▸ WHAT YOU SHOULD DO: Output range, inclusive: from the line containing "find the blue pillow;" to the line containing "find the bathtub;". Restate those lines from the data below word for word and only those.

==== EXERCISE INPUTS ====

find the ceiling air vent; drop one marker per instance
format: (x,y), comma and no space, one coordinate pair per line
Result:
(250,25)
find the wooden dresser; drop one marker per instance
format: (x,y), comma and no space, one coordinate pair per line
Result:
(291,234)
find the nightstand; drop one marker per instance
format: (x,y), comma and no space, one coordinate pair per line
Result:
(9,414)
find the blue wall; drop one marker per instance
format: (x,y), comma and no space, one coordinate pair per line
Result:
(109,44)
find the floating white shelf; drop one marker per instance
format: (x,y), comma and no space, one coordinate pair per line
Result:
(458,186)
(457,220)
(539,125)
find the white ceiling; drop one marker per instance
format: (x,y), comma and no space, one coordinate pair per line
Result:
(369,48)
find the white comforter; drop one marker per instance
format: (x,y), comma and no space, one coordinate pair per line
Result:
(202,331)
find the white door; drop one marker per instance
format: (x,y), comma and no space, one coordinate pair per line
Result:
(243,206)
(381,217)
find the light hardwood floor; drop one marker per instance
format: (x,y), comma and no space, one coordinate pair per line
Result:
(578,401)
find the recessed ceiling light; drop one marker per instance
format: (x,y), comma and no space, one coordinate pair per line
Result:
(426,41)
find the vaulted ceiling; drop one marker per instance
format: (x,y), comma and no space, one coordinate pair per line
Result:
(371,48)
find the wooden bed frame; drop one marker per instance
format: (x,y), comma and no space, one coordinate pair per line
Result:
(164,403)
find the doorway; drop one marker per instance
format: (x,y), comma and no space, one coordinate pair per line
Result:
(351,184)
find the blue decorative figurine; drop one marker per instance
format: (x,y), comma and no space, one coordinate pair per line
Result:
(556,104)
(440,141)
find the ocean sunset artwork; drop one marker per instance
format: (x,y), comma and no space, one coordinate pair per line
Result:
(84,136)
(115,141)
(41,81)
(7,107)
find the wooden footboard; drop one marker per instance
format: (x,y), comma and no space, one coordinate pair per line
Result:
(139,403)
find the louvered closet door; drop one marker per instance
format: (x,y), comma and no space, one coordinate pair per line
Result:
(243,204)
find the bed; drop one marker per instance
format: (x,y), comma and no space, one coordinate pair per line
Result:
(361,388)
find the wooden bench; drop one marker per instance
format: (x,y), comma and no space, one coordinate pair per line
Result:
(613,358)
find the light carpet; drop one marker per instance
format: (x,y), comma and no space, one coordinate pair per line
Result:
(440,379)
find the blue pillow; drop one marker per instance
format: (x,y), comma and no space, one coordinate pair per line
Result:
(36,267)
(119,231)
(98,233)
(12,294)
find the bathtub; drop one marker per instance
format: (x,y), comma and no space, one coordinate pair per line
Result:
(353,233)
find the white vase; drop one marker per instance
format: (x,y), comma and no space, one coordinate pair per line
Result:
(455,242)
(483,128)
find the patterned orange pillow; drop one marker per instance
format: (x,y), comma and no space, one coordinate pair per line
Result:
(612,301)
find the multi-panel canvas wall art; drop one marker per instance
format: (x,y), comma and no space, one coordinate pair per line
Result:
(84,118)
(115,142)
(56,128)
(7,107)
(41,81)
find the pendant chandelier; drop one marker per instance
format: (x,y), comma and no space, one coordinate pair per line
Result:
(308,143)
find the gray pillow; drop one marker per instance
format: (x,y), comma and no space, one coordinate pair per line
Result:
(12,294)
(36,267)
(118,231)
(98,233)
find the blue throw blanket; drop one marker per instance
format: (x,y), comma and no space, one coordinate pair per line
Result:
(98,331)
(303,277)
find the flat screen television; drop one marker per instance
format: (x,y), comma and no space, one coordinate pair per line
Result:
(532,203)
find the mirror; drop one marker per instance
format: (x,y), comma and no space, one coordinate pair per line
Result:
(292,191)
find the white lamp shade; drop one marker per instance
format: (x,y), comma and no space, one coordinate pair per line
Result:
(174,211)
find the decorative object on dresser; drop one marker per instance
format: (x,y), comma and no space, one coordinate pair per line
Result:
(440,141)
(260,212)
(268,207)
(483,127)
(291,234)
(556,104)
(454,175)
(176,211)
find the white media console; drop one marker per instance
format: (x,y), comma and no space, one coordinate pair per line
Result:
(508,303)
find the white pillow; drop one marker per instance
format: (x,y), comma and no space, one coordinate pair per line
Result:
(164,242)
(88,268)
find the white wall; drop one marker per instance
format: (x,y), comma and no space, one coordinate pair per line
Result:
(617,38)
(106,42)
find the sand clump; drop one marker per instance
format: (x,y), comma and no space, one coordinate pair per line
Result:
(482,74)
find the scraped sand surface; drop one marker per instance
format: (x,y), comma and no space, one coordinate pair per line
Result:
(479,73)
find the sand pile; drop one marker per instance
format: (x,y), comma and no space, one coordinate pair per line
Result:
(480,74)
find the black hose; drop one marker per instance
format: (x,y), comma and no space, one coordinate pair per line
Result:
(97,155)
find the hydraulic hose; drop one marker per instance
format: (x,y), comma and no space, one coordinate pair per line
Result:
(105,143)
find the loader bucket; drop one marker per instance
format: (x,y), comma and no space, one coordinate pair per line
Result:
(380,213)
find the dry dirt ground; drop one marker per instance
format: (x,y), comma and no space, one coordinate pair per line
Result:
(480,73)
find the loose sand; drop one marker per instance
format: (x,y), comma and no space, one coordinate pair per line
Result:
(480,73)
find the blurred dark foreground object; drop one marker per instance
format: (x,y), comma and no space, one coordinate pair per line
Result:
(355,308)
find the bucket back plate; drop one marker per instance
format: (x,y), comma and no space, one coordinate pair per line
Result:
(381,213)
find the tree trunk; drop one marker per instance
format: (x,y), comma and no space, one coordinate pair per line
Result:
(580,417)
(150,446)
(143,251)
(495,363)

====
==== EXERCISE INPUTS ====

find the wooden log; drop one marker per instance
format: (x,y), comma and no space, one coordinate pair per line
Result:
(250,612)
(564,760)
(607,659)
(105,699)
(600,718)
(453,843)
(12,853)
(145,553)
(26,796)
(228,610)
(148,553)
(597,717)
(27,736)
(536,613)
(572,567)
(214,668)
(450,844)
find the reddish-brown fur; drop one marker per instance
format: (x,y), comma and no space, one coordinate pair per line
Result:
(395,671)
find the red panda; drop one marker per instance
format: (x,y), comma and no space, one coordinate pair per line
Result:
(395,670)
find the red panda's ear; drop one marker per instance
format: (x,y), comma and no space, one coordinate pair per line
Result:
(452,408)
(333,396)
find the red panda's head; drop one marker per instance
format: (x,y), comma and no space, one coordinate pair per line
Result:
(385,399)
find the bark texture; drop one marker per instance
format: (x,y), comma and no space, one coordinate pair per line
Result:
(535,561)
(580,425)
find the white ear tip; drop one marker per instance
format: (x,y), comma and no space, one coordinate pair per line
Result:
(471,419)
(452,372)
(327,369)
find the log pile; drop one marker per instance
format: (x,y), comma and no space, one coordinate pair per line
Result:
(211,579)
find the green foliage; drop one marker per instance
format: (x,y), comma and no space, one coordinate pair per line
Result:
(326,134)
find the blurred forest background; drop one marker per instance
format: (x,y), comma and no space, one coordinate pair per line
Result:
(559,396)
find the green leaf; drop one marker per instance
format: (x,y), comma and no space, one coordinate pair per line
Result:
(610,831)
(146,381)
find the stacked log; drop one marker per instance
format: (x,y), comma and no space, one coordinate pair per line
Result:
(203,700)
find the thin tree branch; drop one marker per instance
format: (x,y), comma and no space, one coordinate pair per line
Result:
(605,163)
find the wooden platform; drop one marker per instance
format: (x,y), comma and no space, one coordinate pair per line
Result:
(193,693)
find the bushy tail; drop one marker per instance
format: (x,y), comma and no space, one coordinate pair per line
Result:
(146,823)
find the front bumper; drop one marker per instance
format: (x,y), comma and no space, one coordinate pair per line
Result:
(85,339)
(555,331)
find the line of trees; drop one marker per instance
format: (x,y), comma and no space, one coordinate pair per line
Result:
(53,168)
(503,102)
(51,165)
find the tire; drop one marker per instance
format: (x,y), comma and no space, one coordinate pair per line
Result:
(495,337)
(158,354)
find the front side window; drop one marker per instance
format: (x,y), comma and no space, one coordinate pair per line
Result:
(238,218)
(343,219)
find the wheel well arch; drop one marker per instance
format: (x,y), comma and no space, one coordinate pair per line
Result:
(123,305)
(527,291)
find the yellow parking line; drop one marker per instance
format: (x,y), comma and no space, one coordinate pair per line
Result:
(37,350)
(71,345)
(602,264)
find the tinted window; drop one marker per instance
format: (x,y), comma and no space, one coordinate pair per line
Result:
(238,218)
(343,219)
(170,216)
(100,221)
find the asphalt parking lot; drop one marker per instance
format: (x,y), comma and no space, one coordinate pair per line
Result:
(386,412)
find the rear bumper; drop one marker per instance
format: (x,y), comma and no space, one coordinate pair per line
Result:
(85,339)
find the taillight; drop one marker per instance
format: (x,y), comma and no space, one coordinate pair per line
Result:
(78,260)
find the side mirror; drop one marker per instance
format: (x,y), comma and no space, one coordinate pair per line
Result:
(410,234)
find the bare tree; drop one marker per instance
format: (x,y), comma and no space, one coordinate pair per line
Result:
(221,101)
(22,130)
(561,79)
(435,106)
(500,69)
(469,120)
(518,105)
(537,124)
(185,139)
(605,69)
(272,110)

====
==== EXERCISE INPUTS ====

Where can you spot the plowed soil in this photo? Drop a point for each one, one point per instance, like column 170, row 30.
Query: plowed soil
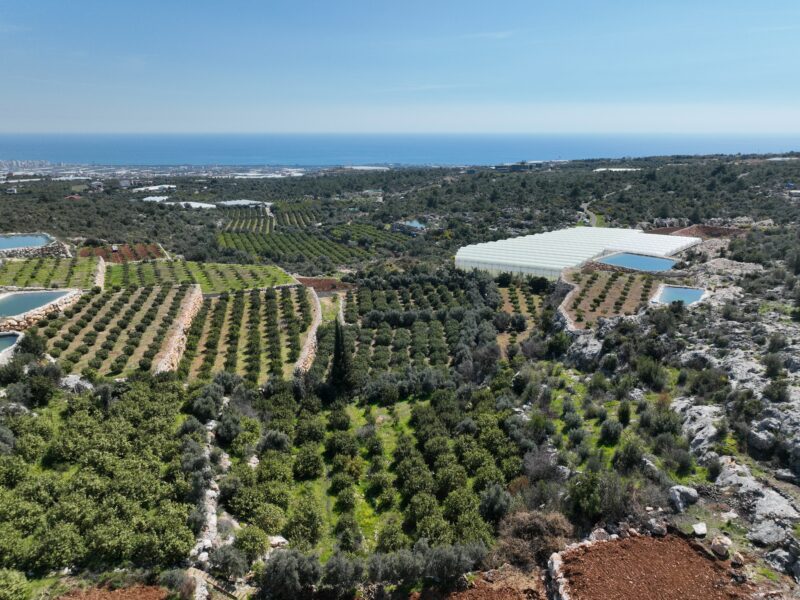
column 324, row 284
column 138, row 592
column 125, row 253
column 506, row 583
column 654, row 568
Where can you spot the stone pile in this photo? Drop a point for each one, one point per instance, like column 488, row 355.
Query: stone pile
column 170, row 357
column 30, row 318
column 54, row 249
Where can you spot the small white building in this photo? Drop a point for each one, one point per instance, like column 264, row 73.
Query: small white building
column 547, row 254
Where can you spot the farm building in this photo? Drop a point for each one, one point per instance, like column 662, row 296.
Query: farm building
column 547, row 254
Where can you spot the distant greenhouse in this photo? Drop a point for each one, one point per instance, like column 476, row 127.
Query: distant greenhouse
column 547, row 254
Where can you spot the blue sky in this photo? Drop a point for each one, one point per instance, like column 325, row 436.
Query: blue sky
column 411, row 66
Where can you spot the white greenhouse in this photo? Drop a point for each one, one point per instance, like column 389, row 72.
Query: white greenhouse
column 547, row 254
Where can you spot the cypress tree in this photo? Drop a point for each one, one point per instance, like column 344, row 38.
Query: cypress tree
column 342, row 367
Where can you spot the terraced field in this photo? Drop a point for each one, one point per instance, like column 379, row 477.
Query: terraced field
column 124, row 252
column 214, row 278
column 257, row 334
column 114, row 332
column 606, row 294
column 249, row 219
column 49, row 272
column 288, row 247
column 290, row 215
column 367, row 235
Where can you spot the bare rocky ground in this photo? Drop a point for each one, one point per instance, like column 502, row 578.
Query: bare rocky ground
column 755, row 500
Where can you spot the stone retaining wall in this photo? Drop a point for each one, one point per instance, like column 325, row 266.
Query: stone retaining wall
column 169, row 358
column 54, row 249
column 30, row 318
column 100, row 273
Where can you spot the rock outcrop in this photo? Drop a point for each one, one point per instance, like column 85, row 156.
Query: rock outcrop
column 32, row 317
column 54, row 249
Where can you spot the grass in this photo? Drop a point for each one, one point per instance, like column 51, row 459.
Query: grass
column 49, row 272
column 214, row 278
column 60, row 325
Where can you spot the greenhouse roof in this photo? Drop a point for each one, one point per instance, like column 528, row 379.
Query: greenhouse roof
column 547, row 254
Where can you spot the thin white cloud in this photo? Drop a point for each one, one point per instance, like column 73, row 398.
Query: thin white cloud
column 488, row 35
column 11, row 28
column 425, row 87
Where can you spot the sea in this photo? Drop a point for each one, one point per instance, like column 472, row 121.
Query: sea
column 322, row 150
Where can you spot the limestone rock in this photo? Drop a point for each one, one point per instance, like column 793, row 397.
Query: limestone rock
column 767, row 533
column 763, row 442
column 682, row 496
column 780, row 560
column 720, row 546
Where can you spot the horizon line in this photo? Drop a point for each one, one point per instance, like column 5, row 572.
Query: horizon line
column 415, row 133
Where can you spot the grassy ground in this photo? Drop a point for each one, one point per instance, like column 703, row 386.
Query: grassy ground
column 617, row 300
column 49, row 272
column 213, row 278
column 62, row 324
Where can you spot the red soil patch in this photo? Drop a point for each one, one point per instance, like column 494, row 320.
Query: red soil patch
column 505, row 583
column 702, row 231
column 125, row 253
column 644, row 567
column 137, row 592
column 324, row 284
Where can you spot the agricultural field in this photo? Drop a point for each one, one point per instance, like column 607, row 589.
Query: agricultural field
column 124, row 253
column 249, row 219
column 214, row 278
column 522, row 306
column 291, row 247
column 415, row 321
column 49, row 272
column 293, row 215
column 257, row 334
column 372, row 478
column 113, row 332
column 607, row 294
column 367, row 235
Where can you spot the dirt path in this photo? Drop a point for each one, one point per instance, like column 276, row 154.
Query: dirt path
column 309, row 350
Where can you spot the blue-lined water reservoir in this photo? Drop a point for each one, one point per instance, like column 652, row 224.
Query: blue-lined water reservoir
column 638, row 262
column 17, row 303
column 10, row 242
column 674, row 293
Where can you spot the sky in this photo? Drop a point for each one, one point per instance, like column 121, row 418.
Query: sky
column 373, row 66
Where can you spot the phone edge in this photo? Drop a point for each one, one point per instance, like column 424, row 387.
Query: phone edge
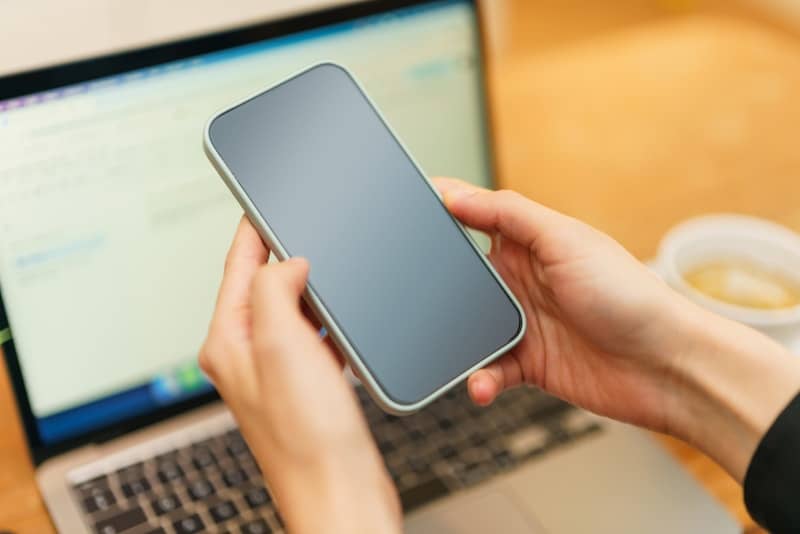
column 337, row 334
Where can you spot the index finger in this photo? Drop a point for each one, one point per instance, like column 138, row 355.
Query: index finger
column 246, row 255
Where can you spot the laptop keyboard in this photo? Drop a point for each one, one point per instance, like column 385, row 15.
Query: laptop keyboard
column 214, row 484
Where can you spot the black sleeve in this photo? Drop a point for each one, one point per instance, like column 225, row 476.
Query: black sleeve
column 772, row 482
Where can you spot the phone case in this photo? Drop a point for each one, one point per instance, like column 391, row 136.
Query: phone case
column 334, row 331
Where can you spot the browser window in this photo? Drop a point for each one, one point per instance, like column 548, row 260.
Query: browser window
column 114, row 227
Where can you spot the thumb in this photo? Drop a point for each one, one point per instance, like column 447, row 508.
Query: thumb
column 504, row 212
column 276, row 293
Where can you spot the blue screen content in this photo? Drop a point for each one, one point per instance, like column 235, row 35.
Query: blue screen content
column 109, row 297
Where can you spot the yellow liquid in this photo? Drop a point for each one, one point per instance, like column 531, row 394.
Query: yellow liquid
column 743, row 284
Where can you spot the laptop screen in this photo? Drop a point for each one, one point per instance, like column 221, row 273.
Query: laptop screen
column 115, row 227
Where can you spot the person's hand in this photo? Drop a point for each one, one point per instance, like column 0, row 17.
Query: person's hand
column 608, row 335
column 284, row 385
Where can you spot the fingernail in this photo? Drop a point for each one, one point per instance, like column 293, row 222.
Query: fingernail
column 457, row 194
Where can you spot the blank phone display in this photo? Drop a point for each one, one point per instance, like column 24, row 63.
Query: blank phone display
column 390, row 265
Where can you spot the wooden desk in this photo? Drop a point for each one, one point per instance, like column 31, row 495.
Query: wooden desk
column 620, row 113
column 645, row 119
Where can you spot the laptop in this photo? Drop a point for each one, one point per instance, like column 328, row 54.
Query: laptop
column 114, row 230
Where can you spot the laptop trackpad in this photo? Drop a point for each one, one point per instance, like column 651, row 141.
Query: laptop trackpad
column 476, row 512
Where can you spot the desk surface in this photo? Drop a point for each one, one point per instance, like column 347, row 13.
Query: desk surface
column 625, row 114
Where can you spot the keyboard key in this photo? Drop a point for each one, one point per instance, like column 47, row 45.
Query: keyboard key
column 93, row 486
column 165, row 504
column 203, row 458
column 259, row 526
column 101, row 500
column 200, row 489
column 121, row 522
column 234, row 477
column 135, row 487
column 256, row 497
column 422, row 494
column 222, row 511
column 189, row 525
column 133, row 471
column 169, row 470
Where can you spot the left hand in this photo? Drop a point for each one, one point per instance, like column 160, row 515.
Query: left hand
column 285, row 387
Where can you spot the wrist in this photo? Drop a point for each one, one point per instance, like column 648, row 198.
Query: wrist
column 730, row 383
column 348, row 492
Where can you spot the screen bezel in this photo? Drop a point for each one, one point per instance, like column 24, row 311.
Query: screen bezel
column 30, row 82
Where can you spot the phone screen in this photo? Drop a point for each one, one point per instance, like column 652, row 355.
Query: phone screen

====

▸ TASK SOLUTION:
find the blue pillow; drop one marker per instance
format: (x,y), comma and no space, one coordinate pair per line
Result:
(36,267)
(119,231)
(98,233)
(12,294)
find the bathtub; drop one marker per instance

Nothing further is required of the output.